### Aim of the task:
Output each line from the one that contains "rough mask: <svg" to the final line of the data below, exactly, and include nothing else.

(Stored data entries)
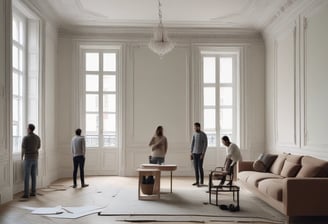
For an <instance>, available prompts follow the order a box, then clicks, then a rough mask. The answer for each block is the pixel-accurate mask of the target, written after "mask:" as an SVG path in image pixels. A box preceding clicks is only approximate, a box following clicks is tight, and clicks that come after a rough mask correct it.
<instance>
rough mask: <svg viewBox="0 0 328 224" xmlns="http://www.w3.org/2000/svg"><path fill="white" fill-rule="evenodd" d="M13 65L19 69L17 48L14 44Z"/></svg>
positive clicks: (18, 60) (17, 51)
mask: <svg viewBox="0 0 328 224" xmlns="http://www.w3.org/2000/svg"><path fill="white" fill-rule="evenodd" d="M12 63H13V67H14V68H16V69H19V65H18V63H19V53H18V48H17V47H16V46H13V62H12Z"/></svg>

### Written answer:
rough mask: <svg viewBox="0 0 328 224" xmlns="http://www.w3.org/2000/svg"><path fill="white" fill-rule="evenodd" d="M13 65L19 69L17 48L14 44Z"/></svg>
positive clicks: (18, 60) (17, 51)
mask: <svg viewBox="0 0 328 224" xmlns="http://www.w3.org/2000/svg"><path fill="white" fill-rule="evenodd" d="M12 63H13V67H14V68H16V69H19V65H18V63H19V53H18V48H17V47H16V46H13V62H12Z"/></svg>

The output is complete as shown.